Requirement: From the entries below, retype only the lines from the one with "Query: leaf litter" through the one with "Query: animal's ear", exactly as written.

Record set:
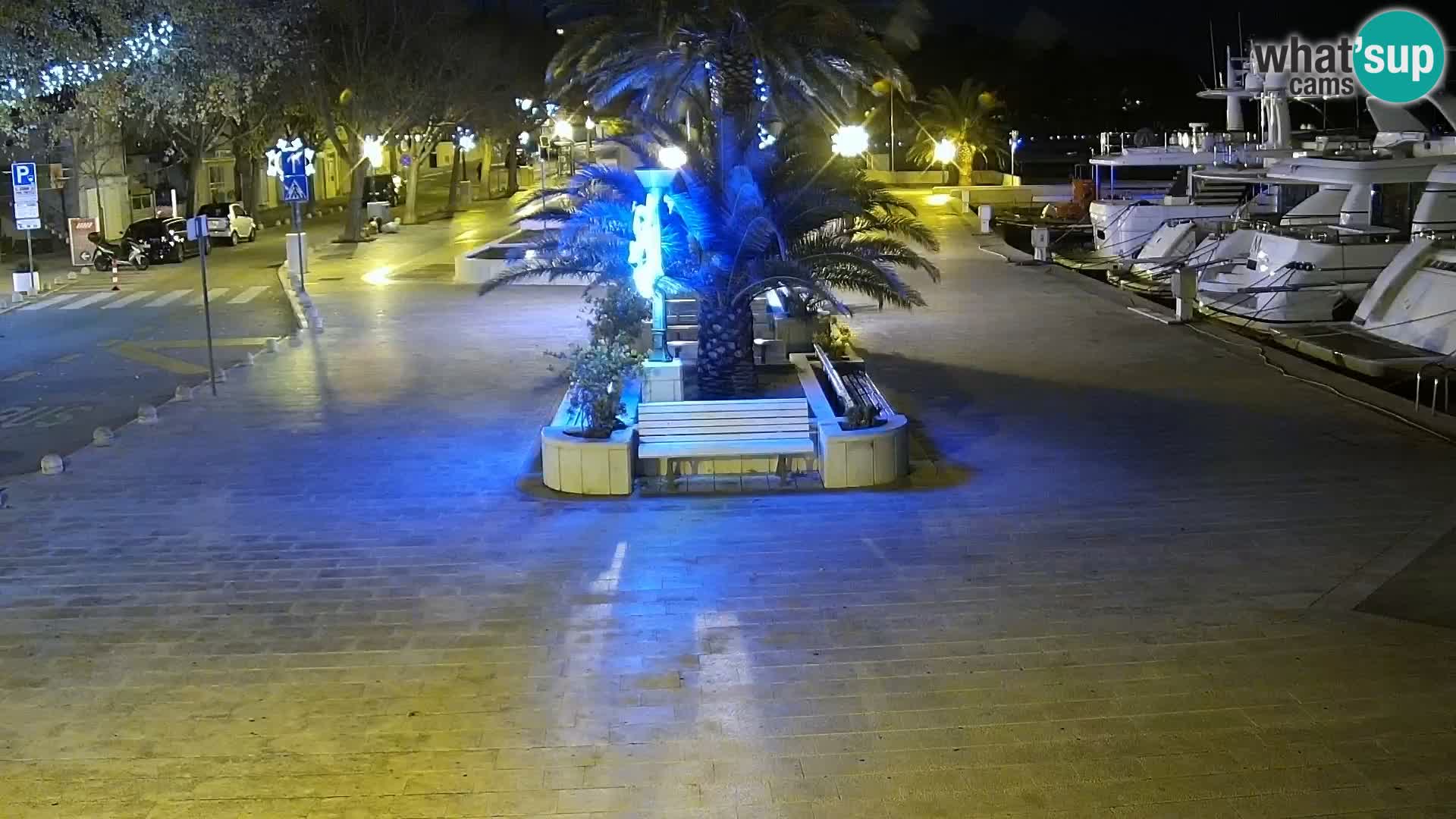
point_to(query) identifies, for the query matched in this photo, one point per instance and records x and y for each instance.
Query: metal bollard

* * *

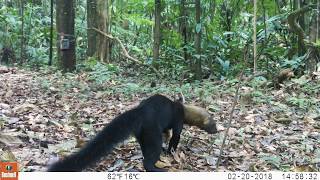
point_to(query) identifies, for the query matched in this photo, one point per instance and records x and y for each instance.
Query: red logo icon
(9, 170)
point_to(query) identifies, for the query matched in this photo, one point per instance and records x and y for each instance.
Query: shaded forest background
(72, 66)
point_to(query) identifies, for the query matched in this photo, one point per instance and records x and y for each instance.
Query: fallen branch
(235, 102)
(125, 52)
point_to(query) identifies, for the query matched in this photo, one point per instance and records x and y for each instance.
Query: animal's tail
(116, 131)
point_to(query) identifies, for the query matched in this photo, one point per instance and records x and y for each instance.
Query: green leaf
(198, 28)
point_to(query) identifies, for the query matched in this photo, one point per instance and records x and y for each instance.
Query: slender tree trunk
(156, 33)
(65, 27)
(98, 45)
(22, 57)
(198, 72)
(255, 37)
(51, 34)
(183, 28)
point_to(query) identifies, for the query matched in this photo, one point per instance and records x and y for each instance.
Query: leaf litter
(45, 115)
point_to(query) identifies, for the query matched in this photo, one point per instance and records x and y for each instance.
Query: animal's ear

Your solution:
Query: leaf litter
(45, 115)
point_to(query) identifies, for the query matched in this photo, one point per instance and records x and y for each instance.
Query: animal's ear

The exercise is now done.